WHAT IS BEING ASKED — Copy out every line of the records below, requests included, and shift each x and y coordinate in the answers up by 47. Leave the sample coordinates inside the requests unchanged.

ENTRIES —

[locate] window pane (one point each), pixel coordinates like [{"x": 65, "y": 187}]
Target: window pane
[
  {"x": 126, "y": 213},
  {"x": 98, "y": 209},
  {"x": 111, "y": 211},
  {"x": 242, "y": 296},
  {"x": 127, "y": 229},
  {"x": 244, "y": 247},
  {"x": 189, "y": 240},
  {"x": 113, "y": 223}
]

WORKED ANSWER —
[locate] window pane (one point each), pixel coordinates like [{"x": 65, "y": 187}]
Target: window pane
[
  {"x": 173, "y": 260},
  {"x": 145, "y": 256},
  {"x": 158, "y": 258},
  {"x": 289, "y": 343},
  {"x": 174, "y": 276},
  {"x": 291, "y": 294},
  {"x": 236, "y": 287},
  {"x": 160, "y": 270}
]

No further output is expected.